*Excerpt provided*
####################
Open Source

1 Introduction

The Surge Capacity Assessment Tool (SCAT) is used to assess a laboratory’s readiness for surge capacity in an emergency situation. The SCAT consists of an Excel document in which the laboratory data is recorded. In case multiple Excel files need to be analysed and compared, it can be a challenging task to extract all the data from the list of SCAT Excel files.
This document describes how multiple Excel files can be the imported at once and subsequently compared and analysed.

Fig. 1: Data flow.

The code is written in R which is widely used by researchers and data scientists. The code allows the user to combine multiple Excel files, clean up and aggregate the date with one click. Even more, the data can be automatically analysed and exported to an easy to read PDF or HTML report file.

This document explains how to install R on your computer, how to install the R interface RStudio, and how to run a piece of code for the SCAT.

2 Install R for the 1st time

The R-statistical package is available at the CRAN website. On this website, do the following

  • Click ‘Download R for Windows’.

  • Then go to ‘install R for the first time’ in the base subdirectory.

The video below shows how to download and install R and RStudio.

Click to watch on Vimeo

3 Install the RStudio interface

The R programming language comes with a console that can read and execute the code. A screenshot of the R console is seen in figure 2.

Fig. 2: Standard R console.

The console is very basic, whereas other interfaces can support R with improved functionality and user friendliness.

The most commonly used interface is RStudio, with a screenshot in figure 3.

Fig. 3: RStudio console.

The RStudio Desktop version can be downloaded here for free. For more information and a video on installing (and updating) R and RStudio, you can visit this website.

4 Run code from RStudio

4.1 RStudio basics

When you open RStudio and run a code, you will see a screen something like the screenshot below. The interface has a 4-pane layout, and each pane (can) have multiple tabs, as shown below. The panes can be arranged as one finds it convenient.

Fig. 4: RStudio lay-out

The Console is where you can type code that executes immediately. This is also known as the command line. It is at the bottom left of your screen.

Generally, we will want to write programs longer than a few lines. The Source Editor can help you open, edit and execute these programs. It is the pane on the top left of your screen.
####################
*Material shown*
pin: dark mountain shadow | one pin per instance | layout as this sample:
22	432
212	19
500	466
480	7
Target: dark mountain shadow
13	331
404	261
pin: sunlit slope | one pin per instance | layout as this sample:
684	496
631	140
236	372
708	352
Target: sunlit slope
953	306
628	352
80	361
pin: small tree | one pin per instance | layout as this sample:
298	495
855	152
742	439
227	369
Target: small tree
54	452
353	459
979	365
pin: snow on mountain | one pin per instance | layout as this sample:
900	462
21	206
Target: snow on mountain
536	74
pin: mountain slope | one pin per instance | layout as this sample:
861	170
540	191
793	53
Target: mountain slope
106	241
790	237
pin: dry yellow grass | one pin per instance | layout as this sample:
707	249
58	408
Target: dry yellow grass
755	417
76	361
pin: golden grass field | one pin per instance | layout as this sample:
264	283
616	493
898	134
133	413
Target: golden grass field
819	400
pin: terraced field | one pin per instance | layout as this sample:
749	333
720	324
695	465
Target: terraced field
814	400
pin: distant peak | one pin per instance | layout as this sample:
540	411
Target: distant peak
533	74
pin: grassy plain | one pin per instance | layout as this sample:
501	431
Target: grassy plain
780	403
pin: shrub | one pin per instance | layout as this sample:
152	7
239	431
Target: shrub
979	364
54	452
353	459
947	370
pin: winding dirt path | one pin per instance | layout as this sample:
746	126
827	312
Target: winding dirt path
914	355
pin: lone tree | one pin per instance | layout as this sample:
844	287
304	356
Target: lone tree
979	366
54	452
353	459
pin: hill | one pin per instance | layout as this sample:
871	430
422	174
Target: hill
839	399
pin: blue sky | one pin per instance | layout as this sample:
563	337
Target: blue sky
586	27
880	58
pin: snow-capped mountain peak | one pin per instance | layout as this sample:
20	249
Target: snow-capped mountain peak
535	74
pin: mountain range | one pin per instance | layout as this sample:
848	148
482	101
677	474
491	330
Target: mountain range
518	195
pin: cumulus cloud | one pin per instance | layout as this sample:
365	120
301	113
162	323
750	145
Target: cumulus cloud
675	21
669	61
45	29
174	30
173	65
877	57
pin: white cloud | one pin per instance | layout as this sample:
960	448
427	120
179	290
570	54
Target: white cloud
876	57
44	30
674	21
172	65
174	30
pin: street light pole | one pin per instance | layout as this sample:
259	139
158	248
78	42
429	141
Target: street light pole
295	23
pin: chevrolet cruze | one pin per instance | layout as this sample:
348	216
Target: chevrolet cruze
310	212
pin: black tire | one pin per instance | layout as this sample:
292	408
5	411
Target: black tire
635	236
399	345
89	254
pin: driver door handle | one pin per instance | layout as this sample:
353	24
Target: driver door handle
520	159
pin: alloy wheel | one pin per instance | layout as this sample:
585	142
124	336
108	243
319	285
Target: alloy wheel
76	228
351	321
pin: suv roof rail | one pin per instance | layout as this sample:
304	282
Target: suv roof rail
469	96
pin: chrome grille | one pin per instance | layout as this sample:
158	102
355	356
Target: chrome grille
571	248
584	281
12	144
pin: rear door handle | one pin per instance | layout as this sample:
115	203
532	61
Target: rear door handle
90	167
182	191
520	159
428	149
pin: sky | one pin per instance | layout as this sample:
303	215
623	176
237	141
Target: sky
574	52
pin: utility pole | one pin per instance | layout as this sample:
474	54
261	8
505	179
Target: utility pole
####################
*Requirements*
a - From the SCAT guide, reproduce the passage starting at "2 Install R" and ending at "the base subdirectory.".
b - Using the SCAT guide, mark each statement yes or no and quote the words that settle it: (i) the Source Editor sits in the top left pane of the screen; (ii) the Console sits in the top right of the screen; (iii) the RStudio Desktop version must be paid for.
c - Resume the SCAT guide after its last sentence and keep writing in the same manner.

*Exercise answers*
a -
2 Install R for the 1st time

The R-statistical package is available at the CRAN website. On this website, do the following

  • Click ‘Download R for Windows’.

  • Then go to ‘install R for the first time’ in the base subdirectory.

b -
(i) Yes: "It is the pane on the top left of your screen."
(ii) No: "It is at the bottom left of your screen."
(iii) No: "The RStudio Desktop version can be downloaded here for free."

c -
The Environment pane is very useful as it shows you what objects (i.e., dataframes, arrays, values and functions) you have in your environment (workspace). You can see the values for objects with a single value and for those that are longer R will tell you their class. When you have data in your environment that have two dimensions (rows and columns) you may click on them and they will appear in the Source Editor pane like a spreadsheet, as show in figure 4.

Fig. 5: Spreadsheet in Source editor pane.

The panes can have a number of different tabs. The Files tab has a navigable file manager, just like the file system on your operating system. The Plots tab is where graphics you create will appear. The Packages tab shows you the packages that are installed and those that can be installed (more on this later).

Fig. 6: Pane with Packages tab opened.

The Help tab allows you to search the R documentation for help and is where the help appears when you ask for it from the Console. It is at the bottom right of your RStudio window.

In the tab next to the Console is the Terminal.

Fig. 7: System shell access in the Terminal.

The terminal provides system shell access from within the ‘integrated development environment’ (IDE). You can access your system terminal (or command prompt/power shell in case of windows) without minimizing windows or leaving the workspace.

Panes can also be adjusted under the ‘Preferences’ menu. Note that there might be subtle differences between RStudio installations on different operating systems.

Fig. 8: Adjust panes in Preferences.

4.2 Install library’s

In R, a package is a collection of R functions, data and compiled code. The location where the packages are stored is called the library. If there is a particular functionality that you require, you can download the package from the appropriate site and it will be stored in your library. To actually use the package use the command “library(package)” which makes that package available to you.

  • Package: a collection of R functions, data, and compiled code in a well-defined format.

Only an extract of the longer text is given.